• _Task requirements_:
Pull out every line in the entries below that contains the word "background", and copy each one unchanged.

• _Records for processing_:
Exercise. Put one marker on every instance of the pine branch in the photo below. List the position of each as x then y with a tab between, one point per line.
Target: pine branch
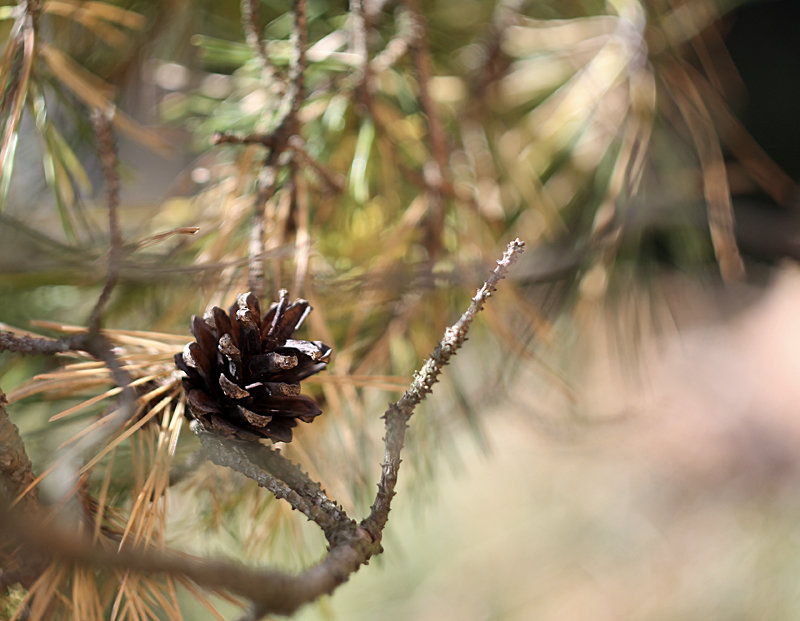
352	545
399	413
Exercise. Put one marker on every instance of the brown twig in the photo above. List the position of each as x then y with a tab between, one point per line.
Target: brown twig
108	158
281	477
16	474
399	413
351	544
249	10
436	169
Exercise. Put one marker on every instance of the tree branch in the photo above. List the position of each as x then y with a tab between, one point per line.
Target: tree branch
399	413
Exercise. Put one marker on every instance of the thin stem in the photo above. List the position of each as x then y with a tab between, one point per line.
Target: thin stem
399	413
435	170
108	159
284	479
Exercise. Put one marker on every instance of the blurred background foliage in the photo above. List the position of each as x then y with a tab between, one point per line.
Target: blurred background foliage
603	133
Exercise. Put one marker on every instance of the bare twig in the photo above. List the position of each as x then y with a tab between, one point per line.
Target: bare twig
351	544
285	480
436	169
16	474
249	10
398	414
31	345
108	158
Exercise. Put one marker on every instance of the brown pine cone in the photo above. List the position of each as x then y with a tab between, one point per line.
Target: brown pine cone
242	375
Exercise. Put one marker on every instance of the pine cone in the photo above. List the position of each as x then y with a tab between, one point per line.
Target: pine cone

--

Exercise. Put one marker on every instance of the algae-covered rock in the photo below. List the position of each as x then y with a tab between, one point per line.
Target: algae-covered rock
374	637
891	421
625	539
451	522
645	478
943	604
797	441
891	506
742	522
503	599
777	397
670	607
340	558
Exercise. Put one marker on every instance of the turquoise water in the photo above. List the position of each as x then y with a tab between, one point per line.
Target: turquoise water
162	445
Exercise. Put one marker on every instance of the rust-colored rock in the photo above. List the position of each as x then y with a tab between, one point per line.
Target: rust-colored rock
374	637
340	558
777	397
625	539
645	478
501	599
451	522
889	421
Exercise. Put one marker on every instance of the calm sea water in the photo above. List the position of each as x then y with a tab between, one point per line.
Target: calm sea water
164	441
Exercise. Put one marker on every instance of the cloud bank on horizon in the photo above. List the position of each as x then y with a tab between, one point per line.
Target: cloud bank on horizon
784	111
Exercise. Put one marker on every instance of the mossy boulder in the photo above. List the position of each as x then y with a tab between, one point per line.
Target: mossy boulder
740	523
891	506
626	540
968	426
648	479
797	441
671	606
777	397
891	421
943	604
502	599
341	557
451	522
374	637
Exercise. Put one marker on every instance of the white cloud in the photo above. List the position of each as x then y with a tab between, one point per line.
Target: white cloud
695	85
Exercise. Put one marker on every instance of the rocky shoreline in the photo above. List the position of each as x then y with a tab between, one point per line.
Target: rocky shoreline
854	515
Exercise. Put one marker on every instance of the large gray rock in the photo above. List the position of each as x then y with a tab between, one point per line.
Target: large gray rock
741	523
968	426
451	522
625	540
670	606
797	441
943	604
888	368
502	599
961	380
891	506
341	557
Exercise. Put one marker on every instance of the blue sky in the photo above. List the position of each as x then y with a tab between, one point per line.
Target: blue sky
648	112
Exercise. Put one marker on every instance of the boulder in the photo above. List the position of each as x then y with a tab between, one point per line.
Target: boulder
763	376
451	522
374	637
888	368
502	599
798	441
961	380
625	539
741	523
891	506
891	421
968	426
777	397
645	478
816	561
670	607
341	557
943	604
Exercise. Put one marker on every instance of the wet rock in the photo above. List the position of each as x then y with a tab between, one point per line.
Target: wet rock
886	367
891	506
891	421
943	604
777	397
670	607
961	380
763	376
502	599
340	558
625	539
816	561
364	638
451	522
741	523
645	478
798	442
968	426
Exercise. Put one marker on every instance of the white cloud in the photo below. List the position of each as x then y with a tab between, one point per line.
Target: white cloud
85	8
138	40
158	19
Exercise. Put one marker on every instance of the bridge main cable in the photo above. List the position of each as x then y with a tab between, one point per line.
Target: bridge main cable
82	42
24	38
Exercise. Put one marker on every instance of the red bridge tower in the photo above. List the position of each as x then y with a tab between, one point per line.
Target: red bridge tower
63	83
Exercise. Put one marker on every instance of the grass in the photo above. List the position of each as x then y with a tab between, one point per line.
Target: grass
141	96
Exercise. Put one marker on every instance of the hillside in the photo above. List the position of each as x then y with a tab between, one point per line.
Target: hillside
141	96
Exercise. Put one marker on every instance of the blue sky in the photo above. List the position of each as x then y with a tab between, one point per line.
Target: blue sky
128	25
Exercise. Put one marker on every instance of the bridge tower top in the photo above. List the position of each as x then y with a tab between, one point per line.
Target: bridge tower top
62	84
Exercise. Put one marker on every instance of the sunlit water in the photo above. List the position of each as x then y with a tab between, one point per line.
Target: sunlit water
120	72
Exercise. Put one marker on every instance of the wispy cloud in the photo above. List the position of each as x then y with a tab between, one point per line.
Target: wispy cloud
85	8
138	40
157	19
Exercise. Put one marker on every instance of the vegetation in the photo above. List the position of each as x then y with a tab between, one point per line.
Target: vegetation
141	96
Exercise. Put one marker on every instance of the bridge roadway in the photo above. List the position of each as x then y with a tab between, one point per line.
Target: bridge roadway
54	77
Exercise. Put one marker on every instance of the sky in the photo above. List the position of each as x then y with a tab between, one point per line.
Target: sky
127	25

---

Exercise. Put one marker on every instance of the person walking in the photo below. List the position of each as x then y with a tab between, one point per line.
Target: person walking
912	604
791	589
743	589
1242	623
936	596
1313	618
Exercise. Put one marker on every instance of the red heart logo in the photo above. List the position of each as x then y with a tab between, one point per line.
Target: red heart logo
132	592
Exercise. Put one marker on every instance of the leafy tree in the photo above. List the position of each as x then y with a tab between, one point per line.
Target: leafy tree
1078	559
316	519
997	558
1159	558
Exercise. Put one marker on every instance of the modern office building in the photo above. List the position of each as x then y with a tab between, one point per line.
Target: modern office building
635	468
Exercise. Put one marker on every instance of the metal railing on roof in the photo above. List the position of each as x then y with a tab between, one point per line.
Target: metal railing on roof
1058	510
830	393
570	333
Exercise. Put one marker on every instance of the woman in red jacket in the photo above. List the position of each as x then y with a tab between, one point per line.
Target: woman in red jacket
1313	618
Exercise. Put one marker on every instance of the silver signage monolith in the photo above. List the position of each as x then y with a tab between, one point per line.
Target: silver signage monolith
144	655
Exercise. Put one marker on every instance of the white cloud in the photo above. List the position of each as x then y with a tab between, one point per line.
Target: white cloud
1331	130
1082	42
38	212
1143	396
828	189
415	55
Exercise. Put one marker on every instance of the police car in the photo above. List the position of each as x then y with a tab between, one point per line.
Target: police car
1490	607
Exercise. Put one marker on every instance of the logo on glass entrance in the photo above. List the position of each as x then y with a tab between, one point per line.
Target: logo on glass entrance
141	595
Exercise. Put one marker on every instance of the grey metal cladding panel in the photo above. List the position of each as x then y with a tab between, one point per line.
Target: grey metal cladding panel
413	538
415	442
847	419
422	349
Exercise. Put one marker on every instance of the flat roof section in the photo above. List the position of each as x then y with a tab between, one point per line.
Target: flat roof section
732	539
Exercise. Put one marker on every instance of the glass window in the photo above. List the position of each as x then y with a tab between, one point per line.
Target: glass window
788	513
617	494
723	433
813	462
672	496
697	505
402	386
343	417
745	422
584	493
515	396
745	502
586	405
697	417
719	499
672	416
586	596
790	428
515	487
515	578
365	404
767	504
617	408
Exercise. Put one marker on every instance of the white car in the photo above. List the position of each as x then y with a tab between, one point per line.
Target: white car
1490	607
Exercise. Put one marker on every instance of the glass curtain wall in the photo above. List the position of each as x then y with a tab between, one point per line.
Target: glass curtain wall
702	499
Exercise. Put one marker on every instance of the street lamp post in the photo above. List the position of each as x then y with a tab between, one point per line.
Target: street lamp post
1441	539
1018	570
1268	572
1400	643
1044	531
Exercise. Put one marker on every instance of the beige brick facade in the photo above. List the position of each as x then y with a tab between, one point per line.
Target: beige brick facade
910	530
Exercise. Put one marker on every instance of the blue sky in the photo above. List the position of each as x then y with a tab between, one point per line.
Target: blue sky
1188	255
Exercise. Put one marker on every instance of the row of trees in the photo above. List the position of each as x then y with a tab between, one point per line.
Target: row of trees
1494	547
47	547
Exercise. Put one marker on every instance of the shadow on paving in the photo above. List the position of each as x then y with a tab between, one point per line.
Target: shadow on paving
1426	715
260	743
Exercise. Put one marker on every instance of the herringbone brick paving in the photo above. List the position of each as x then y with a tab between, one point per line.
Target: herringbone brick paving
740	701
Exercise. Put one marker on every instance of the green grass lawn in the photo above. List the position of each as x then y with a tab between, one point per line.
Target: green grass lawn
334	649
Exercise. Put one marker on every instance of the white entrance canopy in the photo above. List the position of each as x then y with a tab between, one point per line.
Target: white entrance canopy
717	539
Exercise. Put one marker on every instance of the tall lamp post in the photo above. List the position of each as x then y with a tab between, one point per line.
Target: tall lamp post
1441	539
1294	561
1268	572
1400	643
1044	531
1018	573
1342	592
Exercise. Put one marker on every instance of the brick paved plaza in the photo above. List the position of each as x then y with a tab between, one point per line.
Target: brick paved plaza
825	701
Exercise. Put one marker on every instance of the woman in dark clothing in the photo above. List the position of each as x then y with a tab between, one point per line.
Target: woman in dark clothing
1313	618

• _Reply_:
Exercise. Put one marker on every instance of the blurred background foliage in the photo above. List the position of each as x then y with a tab between, one point per line.
Target: blurred background foliage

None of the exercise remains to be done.